▸ What needs to be done:
Rewrite every row below as a numbered list, leaving out any blank lines.
>> START
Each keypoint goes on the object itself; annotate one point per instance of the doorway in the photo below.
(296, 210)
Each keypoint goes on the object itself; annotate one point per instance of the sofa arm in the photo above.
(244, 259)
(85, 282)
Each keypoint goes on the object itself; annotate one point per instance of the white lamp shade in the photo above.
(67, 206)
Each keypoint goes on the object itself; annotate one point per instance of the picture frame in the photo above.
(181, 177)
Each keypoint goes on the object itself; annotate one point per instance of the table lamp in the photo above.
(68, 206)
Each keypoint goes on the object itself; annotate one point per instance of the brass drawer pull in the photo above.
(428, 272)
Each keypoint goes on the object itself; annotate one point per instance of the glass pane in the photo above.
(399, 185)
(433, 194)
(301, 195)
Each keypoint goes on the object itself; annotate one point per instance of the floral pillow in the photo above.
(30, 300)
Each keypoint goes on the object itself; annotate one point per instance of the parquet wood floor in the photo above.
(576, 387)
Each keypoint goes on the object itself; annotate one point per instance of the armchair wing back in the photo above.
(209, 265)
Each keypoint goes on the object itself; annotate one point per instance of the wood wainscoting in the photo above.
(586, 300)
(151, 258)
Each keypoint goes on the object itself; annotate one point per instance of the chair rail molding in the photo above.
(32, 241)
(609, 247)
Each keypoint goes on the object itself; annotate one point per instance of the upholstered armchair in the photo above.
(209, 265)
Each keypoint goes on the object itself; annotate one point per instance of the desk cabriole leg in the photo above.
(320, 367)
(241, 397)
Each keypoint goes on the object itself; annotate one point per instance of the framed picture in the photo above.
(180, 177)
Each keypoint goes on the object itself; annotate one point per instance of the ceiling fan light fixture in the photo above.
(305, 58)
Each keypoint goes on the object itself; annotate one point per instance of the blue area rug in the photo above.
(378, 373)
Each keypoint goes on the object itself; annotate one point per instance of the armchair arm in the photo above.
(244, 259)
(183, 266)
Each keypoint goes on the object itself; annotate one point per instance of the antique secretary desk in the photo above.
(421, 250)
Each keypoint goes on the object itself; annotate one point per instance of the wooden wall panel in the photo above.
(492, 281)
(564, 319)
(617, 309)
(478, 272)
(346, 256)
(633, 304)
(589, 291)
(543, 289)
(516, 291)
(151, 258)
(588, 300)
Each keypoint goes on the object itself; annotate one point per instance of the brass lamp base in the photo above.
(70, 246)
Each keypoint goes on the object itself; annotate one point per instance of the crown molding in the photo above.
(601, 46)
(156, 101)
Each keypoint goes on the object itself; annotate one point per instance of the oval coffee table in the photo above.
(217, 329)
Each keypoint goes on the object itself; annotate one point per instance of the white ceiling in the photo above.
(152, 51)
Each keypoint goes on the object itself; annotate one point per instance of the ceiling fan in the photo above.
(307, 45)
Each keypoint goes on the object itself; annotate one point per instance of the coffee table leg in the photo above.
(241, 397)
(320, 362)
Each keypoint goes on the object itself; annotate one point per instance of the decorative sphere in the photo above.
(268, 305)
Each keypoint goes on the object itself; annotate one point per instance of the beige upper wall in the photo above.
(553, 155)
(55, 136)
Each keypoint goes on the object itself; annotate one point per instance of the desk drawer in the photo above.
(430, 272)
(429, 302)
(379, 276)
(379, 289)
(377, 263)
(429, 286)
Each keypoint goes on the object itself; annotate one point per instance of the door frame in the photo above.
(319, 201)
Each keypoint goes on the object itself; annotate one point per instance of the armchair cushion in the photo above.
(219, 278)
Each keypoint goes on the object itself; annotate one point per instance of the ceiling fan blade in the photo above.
>> END
▸ Finished answer:
1. Each keypoint goes on the object itself; annotate one point per instance of the doorway in the photo below.
2. (296, 210)
3. Each keypoint goes on the object itself; annotate one point per instance of the sofa arm in the photo above.
4. (244, 259)
5. (85, 282)
6. Each keypoint goes on the object itself; annotate one point per instance of the white lamp shade in the photo above.
7. (67, 206)
8. Each keypoint goes on the object itself; annotate one point per instance of the picture frame in the photo above.
9. (181, 177)
10. Each keypoint goes on the object itself; annotate one point per instance of the table lamp in the photo above.
11. (68, 206)
12. Each keypoint goes on the object itself; annotate one point per instance of the brass drawer pull in the photo above.
13. (428, 272)
14. Each keypoint goes on the object itself; annotate one point per instance of the glass pane in the photo above.
15. (399, 185)
16. (433, 194)
17. (301, 195)
18. Each keypoint goes on the object itself; annotate one point per instance of the floral pillow in the photo above.
19. (30, 300)
20. Each keypoint goes on the object itself; annotate one point per instance of the parquet wood floor in the photo above.
21. (576, 387)
22. Each keypoint goes on the object itself; annotate one point per instance of the armchair wing back in the photo above.
23. (209, 265)
24. Each keypoint goes on the object itself; annotate one point per instance of the wood wainscoting in the photo above.
25. (586, 300)
26. (151, 258)
27. Each keypoint goes on the object itself; annotate one point per instance of the chair rail molding in the photo above.
28. (32, 241)
29. (609, 247)
30. Each keypoint goes on the object itself; annotate one point per instance of the upholstered armchair in the photo above.
31. (209, 265)
32. Each keypoint goes on the object itself; annotate one point per instance of the desk cabriole leg in the photo above.
33. (320, 367)
34. (241, 397)
35. Each keypoint goes on the object itself; annotate one point per instance of the framed picture in the photo above.
36. (180, 177)
37. Each keypoint goes on the object itself; annotate one point per instance of the ceiling fan light fixture in the photo above.
38. (305, 58)
39. Each keypoint goes on the object itself; annotate one point per instance of the blue area rug in the photo above.
40. (378, 373)
41. Each keypoint goes on the object itself; annotate one point per instance of the armchair arm in the photo above.
42. (244, 259)
43. (183, 266)
44. Each keypoint goes on the object itself; annotate one point per instance of the antique secretary desk in the photo above.
45. (421, 250)
46. Each keypoint goes on the object itself; annotate one point per instance of the wooden wall panel in the photo above.
47. (492, 281)
48. (564, 319)
49. (617, 309)
50. (478, 272)
51. (346, 256)
52. (633, 304)
53. (589, 291)
54. (543, 289)
55. (516, 291)
56. (151, 258)
57. (588, 300)
58. Each keypoint goes on the object itself; annotate one point per instance of the brass lamp base in the photo above.
59. (70, 246)
60. Each keypoint goes on the object itself; annotate one point per instance of the crown molding in the photo above.
61. (601, 46)
62. (156, 101)
63. Each keypoint goes on the object itself; annotate one point per instance of the oval coffee table in the photo above.
64. (217, 329)
65. Each keypoint goes on the object itself; annotate one point per instance of the white ceiling in the photo above.
66. (152, 51)
67. Each keypoint goes on the object itself; annotate one point per instance of the ceiling fan in the photo above.
68. (307, 45)
69. Each keypoint goes on the object itself; annotate one point per instance of the coffee table leg in the photo above.
70. (241, 397)
71. (320, 362)
72. Each keypoint goes on the object itself; annotate one point per instance of the decorative sphere in the photo above.
73. (268, 305)
74. Each keypoint goes on the object itself; annotate one point per instance of the beige upper wall in the photo above.
75. (553, 155)
76. (55, 136)
77. Each keypoint goes on the object itself; annotate one point per instance of the desk drawer in the photo above.
78. (430, 272)
79. (429, 302)
80. (379, 276)
81. (379, 289)
82. (377, 263)
83. (429, 286)
84. Each keypoint goes on the object itself; annotate one point per instance of the door frame in the photo above.
85. (319, 201)
86. Each keypoint goes on the object itself; annotate one point per instance of the armchair cushion in the photo above.
87. (219, 278)
88. Each keypoint goes on the object itself; annotate one point per instance of the ceiling fan blade in the photo above.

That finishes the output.